Start of SELECTED EXTRACT
# Sidewalks



## broke (May 1, 2006)

We have sidewalks in our development that are cracking, sinking, etc.  

Some are being repaired, some are waiting.  

What is a better option for sidewalk material?  Something more attractive that is, say, in pieces already so we don't have the continual rework and hazards.  

Are cobblestones, bricks, slate, etc. good materials to use ... ice, shifting, tripping problems?  

Does anyone know what the regulations are for curb height?  Some of our curbs stick above the sidewalk and are tripping hazards.  Someone told me they should be on the same plane as the walk (no vertical change).  

Thanks for any suggestions to improve our situation.


----------



## inspectorD (May 1, 2006)

It will all be up to your town engineer. Go have a lenghtly conversation with who is in charge to learn about your area.
It also has to do with cost,so dont expect any miracle answers.


----------



## woodworkingmenace (May 1, 2006)

You say in "your developement"...

Are you in some type of Housing Developement Authority, where they dictate everything from your front lawn to the back fence?  If so, then you may have to talk to the Housing Developement Authority about the sidewalk.  If its a "gated Community" they have all kinds of regulations to contend with and you have to follow them... Or even if its an HOA you may not be able to put what you want for the sidewalk...

Just wondering, because with that statement, its what I surmised you were saying??

Oh, BTW...Brick sidewalks are a pain after awhile. My neighbor was always constantly maintaining it by picking the grass that grew between the bricks, every year.  I would tell him what we did that year to eliminate weeds from where I worked at, and he would try that, then I would read something in a magazine the next year and suggests that...It was always a losing battle for him, but, he was an old man and didnt have anything else to do, so, it kept him out of the house for awhile 

Just my two cents for what its worth and a wee bit extra for the collection plate...

Jesse


----------



## broke (May 4, 2006)

Thanks everyone.  

This is a townhouse community.  I'm just trying to see what other materials might be an option to run by our "Board" rather than to just keep doing what doesn't work well already.  

I thought there might be a wide variety of experiences with different walk materials here -- rather than trying something else that might not work out well.  It's expensive to maintain concrete walks.


----------



## glennjanie (Jun 1, 2006)

Hi Broke:
It sounds as if the sidewalks may have been laid on lose fill dirt and maybe a truck or two may have run over them; crushing them into the lose dirt. I would suggest packing the dirt with a Whaker then put in 4" of rock to keep the winter water from freezing and heaving the walks. Concrete still makes the prefered sidewalk, just be sure to score it every 4' at the most so it will control the breaks and use an expansion joint every 20'.
Glenn


----------
End of SELECTED EXTRACT
Start of ENTRIES SUPPLIED
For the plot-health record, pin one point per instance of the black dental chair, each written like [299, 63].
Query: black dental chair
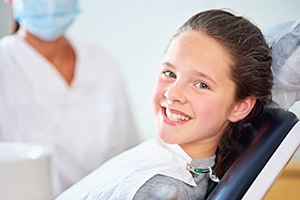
End of ENTRIES SUPPLIED
Start of ENTRIES SUPPLIED
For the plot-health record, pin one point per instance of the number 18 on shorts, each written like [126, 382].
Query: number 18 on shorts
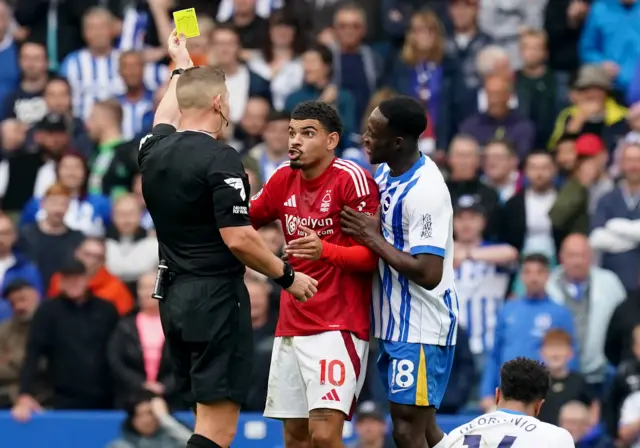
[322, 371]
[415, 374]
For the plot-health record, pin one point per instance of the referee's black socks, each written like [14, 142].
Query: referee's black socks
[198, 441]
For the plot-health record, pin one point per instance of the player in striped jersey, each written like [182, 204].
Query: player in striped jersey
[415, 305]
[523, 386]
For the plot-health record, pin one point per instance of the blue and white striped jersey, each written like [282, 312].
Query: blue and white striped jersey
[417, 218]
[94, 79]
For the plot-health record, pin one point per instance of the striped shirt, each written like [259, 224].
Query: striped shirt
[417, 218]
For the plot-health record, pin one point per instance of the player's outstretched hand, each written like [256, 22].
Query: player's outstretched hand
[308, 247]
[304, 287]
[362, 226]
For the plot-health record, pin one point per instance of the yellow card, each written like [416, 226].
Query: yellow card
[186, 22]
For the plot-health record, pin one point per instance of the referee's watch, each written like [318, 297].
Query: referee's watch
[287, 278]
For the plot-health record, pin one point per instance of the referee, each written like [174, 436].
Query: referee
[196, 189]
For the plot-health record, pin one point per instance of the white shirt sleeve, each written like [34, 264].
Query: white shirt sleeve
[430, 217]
End of ENTRIES SUPPLIED
Start of ENTRIES SUPPLIED
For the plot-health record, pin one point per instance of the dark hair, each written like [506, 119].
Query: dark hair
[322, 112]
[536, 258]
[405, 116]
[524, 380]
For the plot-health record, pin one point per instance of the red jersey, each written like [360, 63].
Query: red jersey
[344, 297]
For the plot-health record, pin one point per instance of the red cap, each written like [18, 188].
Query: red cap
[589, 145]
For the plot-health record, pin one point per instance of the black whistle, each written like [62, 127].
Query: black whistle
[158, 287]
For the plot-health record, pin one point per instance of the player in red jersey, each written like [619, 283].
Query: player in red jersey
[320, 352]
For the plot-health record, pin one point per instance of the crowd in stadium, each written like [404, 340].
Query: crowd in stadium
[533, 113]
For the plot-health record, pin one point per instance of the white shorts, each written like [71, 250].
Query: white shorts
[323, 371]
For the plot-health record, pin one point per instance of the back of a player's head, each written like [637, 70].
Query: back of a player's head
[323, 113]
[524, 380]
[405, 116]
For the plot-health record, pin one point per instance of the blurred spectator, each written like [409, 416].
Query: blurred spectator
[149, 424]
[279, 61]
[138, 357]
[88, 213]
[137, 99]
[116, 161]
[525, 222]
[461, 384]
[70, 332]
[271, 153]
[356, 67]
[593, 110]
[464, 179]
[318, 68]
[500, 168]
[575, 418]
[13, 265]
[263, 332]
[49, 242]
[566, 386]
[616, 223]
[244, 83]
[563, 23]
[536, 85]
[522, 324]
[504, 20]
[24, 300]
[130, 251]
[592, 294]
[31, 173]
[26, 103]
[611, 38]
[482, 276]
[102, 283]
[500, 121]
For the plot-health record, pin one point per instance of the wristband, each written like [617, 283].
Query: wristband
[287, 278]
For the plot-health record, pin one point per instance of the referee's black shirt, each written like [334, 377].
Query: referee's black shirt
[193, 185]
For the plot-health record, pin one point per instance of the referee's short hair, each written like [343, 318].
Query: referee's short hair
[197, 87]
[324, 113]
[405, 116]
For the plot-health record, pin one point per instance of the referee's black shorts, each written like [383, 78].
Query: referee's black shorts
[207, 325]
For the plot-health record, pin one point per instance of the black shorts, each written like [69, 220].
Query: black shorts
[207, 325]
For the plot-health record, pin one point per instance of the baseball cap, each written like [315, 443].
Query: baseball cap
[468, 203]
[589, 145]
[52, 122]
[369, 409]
End of ENTRIES SUPPLIED
WORK TO COMPLETE.
1. In the sidewalk thread, write out everything from "Thanks everyone." down to "work well already.", swapping "townhouse community" for "condo complex".
2. Sum up the sidewalk thread in two sentences.

THE RESULTS.
1.
Thanks everyone.  

This is a condo complex.  I'm just trying to see what other materials might be an option to run by our "Board" rather than to just keep doing what doesn't work well already.

2. A poster whose townhouse community has cracking, sinking sidewalks asks about more attractive materials such as brick, cobblestone or slate and about curb-height rules. Replies say the decision rests with the town engineer and cost, that a development authority or HOA may dictate the choice, that brick walks need constant weeding, and that concrete is still preferred if laid on packed dirt over 4 inches of rock, scored every 4 feet, with expansion joints every 20 feet.